▶ _Records_
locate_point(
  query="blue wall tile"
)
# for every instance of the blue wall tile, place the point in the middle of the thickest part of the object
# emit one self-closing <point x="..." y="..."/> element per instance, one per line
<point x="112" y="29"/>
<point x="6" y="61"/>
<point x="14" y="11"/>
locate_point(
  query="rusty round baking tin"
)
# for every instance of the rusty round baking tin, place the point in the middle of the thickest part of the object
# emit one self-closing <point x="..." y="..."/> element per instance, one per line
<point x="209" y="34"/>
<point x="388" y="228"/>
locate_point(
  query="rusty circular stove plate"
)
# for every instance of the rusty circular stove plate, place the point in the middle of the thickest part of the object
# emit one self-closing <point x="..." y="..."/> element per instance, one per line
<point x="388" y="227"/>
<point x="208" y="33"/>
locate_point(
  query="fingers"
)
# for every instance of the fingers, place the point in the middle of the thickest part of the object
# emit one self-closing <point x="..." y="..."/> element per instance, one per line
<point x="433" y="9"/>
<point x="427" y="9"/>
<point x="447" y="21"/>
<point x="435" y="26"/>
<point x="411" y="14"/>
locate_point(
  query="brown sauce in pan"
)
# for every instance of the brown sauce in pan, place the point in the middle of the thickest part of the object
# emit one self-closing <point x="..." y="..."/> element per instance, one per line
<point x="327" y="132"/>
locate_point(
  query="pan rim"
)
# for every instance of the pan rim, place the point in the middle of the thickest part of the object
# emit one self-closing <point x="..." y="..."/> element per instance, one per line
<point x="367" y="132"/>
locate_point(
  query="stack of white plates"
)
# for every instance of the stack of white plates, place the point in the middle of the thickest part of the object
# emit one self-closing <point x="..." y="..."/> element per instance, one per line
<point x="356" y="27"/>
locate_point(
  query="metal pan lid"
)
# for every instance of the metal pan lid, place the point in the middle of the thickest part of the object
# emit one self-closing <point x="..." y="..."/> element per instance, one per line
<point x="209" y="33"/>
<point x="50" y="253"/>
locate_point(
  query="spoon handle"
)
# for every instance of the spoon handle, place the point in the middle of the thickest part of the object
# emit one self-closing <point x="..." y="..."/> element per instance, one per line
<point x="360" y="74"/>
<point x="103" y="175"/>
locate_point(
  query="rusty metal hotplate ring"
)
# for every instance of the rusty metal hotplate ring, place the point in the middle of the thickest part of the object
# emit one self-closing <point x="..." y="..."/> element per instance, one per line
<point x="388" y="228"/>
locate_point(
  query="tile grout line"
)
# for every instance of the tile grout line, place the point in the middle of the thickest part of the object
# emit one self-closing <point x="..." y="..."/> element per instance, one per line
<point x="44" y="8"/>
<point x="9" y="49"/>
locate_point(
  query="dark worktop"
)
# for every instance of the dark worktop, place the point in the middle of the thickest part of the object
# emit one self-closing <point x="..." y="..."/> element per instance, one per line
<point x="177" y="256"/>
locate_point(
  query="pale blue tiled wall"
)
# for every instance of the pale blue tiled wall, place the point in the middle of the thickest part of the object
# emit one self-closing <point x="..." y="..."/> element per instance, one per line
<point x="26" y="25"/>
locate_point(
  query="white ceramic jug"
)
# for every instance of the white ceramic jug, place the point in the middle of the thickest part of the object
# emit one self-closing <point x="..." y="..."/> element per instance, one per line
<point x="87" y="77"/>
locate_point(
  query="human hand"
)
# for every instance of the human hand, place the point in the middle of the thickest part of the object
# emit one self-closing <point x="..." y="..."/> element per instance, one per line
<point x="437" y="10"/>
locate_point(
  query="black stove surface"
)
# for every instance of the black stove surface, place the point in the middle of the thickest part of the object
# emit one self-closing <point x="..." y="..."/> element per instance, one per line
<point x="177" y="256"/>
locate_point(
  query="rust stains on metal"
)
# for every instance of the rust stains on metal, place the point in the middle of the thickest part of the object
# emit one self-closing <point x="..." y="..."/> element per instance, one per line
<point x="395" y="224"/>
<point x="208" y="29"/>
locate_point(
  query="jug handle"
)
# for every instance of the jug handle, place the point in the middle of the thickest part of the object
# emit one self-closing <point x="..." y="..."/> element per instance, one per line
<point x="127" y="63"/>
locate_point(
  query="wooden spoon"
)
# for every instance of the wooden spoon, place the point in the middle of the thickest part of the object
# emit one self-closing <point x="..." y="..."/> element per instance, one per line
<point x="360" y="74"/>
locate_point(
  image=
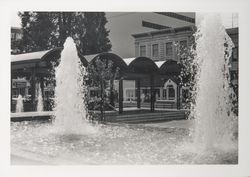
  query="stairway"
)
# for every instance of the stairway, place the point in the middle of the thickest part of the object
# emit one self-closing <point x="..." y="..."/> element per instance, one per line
<point x="150" y="117"/>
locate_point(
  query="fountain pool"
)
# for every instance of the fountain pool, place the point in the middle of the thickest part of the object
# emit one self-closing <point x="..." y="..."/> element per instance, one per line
<point x="70" y="139"/>
<point x="113" y="144"/>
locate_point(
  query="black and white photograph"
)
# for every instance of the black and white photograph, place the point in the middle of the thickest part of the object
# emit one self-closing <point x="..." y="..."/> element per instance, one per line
<point x="128" y="88"/>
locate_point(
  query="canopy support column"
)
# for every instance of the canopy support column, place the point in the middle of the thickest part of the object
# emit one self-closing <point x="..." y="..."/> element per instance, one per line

▶ _Prompt_
Pick out each line in the records above that contains the word "black", and copy those lines in full.

▶ _Task solution_
  query="black stove surface"
# for every instance of the black stove surface, place the point in the middle of the thickest part of the object
  query="black and white photograph"
# for every instance of the black and white photograph, place the point in the middle of the thickest part of the object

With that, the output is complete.